____ DATA RECORDS

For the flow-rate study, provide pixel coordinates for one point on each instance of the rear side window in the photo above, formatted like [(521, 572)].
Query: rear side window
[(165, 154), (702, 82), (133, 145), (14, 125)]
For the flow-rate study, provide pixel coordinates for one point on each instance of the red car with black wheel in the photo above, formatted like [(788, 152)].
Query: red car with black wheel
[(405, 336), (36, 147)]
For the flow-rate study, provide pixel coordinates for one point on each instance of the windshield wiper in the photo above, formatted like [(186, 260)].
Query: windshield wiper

________

Lines of the material in which the word "point" occurs are to be copied out.

TASK RESPONSE:
For the flow-rate study, provide pixel coordinates for one point on each instance of the rear side window in the photo above, formatted like [(521, 572)].
For the flow-rate study, provide pixel coordinates for one point on each instance of the red car with black wheel in the photo above, formatted like [(788, 152)].
For the flow-rate study, provide pixel coordinates for one point on each instance of the windshield wiper in the photo above, formatted like [(186, 260)].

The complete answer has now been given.